### Task input
▽
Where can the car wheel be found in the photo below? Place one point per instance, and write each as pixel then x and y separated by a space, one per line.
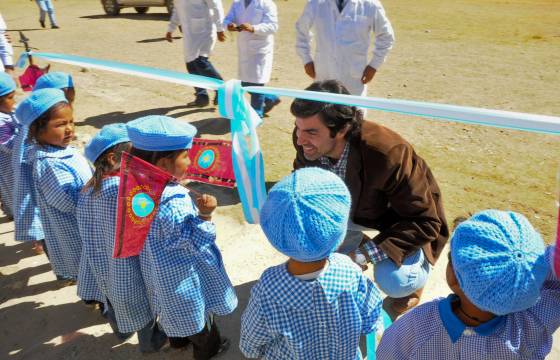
pixel 169 6
pixel 111 7
pixel 141 10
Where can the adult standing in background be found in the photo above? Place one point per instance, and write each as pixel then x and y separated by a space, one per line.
pixel 342 30
pixel 201 22
pixel 46 7
pixel 6 50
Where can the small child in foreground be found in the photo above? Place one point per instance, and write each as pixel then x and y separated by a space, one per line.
pixel 318 304
pixel 8 132
pixel 59 173
pixel 181 265
pixel 28 226
pixel 506 301
pixel 120 280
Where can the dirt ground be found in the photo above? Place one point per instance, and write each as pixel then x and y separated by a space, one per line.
pixel 486 53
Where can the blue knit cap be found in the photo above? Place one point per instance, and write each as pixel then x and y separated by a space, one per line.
pixel 38 103
pixel 109 136
pixel 306 214
pixel 7 84
pixel 499 261
pixel 54 80
pixel 160 133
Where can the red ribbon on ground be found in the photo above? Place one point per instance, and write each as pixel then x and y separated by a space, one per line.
pixel 211 163
pixel 140 189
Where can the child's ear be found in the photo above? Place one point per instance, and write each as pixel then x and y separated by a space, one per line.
pixel 451 278
pixel 112 159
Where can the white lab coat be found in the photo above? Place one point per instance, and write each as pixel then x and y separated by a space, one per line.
pixel 343 39
pixel 200 20
pixel 6 50
pixel 255 50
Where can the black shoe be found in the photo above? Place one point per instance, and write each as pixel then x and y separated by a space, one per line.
pixel 224 346
pixel 268 105
pixel 200 101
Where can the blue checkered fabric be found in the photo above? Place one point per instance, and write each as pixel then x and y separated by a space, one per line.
pixel 183 268
pixel 58 176
pixel 431 331
pixel 288 318
pixel 120 280
pixel 8 132
pixel 28 226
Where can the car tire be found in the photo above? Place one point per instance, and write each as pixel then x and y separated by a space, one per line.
pixel 169 6
pixel 111 7
pixel 141 10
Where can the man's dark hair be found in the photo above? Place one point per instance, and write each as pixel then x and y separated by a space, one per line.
pixel 335 116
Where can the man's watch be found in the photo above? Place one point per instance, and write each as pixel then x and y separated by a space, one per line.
pixel 360 258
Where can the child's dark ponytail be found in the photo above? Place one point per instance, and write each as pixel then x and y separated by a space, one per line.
pixel 104 167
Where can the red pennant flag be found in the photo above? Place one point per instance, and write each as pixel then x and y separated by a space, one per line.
pixel 29 77
pixel 211 163
pixel 556 255
pixel 140 189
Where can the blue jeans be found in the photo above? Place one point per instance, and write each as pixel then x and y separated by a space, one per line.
pixel 46 7
pixel 258 100
pixel 202 66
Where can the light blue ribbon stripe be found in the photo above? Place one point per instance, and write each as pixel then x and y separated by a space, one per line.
pixel 463 114
pixel 143 71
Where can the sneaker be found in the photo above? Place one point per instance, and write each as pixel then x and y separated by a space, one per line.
pixel 268 105
pixel 200 101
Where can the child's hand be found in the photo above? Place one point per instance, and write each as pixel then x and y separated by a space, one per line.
pixel 246 27
pixel 206 205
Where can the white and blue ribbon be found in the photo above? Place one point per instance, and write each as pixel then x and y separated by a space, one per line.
pixel 247 155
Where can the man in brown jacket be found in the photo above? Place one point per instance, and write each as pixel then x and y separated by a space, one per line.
pixel 393 191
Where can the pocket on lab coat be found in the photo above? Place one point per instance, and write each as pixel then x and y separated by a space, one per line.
pixel 260 46
pixel 199 25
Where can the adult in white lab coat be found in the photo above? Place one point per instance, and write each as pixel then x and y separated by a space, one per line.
pixel 256 21
pixel 342 30
pixel 201 22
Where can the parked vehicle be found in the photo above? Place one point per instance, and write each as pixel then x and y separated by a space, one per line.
pixel 113 7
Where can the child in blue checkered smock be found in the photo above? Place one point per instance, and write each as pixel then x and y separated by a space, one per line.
pixel 59 173
pixel 8 131
pixel 27 220
pixel 317 304
pixel 505 302
pixel 120 280
pixel 182 266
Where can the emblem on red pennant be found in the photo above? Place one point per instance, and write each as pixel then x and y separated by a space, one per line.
pixel 211 163
pixel 140 189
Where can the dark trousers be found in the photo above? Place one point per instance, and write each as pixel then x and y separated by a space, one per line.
pixel 258 100
pixel 150 338
pixel 205 344
pixel 202 66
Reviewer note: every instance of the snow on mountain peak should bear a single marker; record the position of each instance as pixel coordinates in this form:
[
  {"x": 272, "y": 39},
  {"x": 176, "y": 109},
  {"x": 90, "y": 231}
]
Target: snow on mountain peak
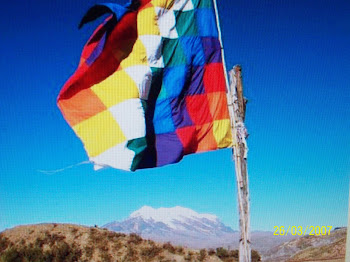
[{"x": 170, "y": 216}]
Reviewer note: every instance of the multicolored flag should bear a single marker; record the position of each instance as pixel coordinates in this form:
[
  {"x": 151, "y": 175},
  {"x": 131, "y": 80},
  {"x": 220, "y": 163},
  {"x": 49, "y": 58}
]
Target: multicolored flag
[{"x": 150, "y": 87}]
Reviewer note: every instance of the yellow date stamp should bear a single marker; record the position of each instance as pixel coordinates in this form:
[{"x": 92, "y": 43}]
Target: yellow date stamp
[{"x": 302, "y": 231}]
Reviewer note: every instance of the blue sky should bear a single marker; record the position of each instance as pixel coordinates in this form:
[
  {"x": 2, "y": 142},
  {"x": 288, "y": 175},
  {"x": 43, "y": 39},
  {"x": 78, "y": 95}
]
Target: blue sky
[{"x": 295, "y": 57}]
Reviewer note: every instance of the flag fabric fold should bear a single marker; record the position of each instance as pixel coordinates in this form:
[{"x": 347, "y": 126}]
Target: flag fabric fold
[{"x": 150, "y": 86}]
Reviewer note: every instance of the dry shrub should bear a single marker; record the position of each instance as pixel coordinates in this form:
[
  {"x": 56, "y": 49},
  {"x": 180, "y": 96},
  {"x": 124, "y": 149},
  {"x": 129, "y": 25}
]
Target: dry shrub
[
  {"x": 134, "y": 239},
  {"x": 150, "y": 252},
  {"x": 168, "y": 246}
]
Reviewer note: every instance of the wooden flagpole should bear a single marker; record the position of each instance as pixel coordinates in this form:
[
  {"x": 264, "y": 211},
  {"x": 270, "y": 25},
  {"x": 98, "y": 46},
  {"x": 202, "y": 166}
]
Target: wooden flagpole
[
  {"x": 236, "y": 106},
  {"x": 347, "y": 247}
]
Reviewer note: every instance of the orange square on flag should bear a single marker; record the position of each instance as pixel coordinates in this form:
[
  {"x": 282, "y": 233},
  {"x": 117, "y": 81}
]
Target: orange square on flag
[{"x": 81, "y": 106}]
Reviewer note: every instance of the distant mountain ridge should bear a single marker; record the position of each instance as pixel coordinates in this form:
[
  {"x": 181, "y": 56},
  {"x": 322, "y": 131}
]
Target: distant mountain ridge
[
  {"x": 184, "y": 226},
  {"x": 178, "y": 224}
]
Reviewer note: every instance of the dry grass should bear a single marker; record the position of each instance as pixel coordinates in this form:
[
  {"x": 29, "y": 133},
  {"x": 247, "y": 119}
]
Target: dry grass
[{"x": 68, "y": 243}]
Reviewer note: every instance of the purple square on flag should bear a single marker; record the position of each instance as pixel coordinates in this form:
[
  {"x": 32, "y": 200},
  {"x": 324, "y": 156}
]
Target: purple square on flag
[
  {"x": 212, "y": 50},
  {"x": 196, "y": 86},
  {"x": 181, "y": 118},
  {"x": 169, "y": 149}
]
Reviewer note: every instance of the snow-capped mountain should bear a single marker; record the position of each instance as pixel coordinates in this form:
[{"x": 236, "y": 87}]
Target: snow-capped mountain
[
  {"x": 183, "y": 226},
  {"x": 178, "y": 225}
]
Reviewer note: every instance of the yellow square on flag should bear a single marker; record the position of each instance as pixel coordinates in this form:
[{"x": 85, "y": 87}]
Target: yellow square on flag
[{"x": 99, "y": 133}]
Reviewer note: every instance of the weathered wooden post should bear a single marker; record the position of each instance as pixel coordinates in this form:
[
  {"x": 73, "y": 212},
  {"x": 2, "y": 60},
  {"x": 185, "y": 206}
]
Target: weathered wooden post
[
  {"x": 237, "y": 105},
  {"x": 347, "y": 254}
]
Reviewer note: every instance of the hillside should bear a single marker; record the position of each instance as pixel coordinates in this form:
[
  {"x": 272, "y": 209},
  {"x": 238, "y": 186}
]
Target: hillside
[{"x": 66, "y": 242}]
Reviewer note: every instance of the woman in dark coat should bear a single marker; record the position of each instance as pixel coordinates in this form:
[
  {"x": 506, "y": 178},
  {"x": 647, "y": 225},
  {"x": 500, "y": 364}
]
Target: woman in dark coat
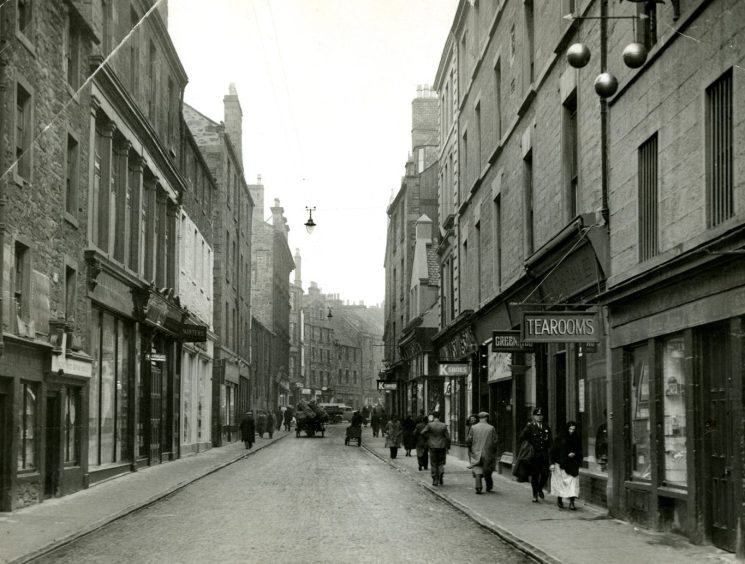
[
  {"x": 566, "y": 457},
  {"x": 538, "y": 435},
  {"x": 248, "y": 429},
  {"x": 408, "y": 427},
  {"x": 422, "y": 445},
  {"x": 393, "y": 432}
]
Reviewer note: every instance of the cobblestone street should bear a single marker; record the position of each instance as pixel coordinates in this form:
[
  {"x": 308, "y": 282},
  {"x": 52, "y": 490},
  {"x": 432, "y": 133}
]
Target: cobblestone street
[{"x": 300, "y": 500}]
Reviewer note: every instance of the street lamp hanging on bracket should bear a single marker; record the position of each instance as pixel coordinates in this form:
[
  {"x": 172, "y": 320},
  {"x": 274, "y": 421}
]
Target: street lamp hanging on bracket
[{"x": 310, "y": 225}]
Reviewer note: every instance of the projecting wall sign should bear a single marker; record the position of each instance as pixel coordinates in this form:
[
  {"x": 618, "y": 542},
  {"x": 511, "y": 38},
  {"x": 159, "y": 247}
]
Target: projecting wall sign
[{"x": 560, "y": 327}]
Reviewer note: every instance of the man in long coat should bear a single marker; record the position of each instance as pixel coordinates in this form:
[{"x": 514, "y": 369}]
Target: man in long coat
[
  {"x": 482, "y": 447},
  {"x": 438, "y": 442}
]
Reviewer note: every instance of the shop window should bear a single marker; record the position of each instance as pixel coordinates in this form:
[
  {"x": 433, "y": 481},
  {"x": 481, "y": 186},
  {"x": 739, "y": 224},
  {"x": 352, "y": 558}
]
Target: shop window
[
  {"x": 72, "y": 426},
  {"x": 641, "y": 460},
  {"x": 27, "y": 444},
  {"x": 591, "y": 388},
  {"x": 674, "y": 414},
  {"x": 109, "y": 400}
]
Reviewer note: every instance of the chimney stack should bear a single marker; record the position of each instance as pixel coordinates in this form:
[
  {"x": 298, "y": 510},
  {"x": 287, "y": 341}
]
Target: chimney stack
[{"x": 234, "y": 120}]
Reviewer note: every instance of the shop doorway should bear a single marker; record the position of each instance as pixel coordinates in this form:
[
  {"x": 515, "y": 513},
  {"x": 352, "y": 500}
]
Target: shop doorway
[
  {"x": 156, "y": 399},
  {"x": 560, "y": 390},
  {"x": 4, "y": 426},
  {"x": 720, "y": 438},
  {"x": 500, "y": 401},
  {"x": 53, "y": 438}
]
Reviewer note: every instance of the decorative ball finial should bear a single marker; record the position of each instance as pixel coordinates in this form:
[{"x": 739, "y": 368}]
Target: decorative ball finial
[{"x": 578, "y": 55}]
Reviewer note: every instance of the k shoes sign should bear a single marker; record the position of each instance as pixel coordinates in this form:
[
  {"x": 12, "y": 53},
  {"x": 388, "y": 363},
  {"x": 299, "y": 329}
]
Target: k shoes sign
[{"x": 560, "y": 327}]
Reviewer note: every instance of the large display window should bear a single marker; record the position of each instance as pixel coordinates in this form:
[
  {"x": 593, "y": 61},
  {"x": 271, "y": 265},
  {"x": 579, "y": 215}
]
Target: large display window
[
  {"x": 111, "y": 340},
  {"x": 674, "y": 412},
  {"x": 641, "y": 459}
]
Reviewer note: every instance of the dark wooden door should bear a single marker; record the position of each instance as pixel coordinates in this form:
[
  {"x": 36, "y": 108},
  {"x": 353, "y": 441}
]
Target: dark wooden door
[
  {"x": 4, "y": 457},
  {"x": 156, "y": 400},
  {"x": 53, "y": 439},
  {"x": 719, "y": 437},
  {"x": 501, "y": 408}
]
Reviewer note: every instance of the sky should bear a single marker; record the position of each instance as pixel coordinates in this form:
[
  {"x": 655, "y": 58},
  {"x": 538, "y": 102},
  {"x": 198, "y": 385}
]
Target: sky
[{"x": 326, "y": 88}]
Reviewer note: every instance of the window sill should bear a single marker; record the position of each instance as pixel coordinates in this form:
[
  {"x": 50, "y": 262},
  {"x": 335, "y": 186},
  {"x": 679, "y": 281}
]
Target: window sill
[
  {"x": 26, "y": 42},
  {"x": 72, "y": 220},
  {"x": 20, "y": 181}
]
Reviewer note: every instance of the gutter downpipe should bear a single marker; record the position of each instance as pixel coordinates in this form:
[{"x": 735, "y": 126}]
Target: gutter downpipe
[{"x": 3, "y": 183}]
△
### Work instructions
Reproduce exactly the line that holds "Reviewer note: every instance of the sky", then every line after it, ending with the final line of the records above.

### Response
Reviewer note: every instance of the sky should bear a single marker; record the position of each instance as pixel coordinates in this form:
[
  {"x": 655, "y": 58},
  {"x": 538, "y": 102},
  {"x": 198, "y": 385}
]
Target: sky
[{"x": 326, "y": 88}]
Reviewer note: every instance of the window sill should bear a single marker; record the position of each instance as pixel coordinates in this form:
[
  {"x": 50, "y": 262},
  {"x": 335, "y": 186},
  {"x": 679, "y": 281}
]
Target: window sill
[
  {"x": 26, "y": 42},
  {"x": 72, "y": 220},
  {"x": 20, "y": 181}
]
Reviewer note: every instance of the gutter downpipe should bear a single marker; record the position of each instance as pixel coordinates in this form:
[{"x": 735, "y": 126}]
Target: gutter downpipe
[{"x": 3, "y": 183}]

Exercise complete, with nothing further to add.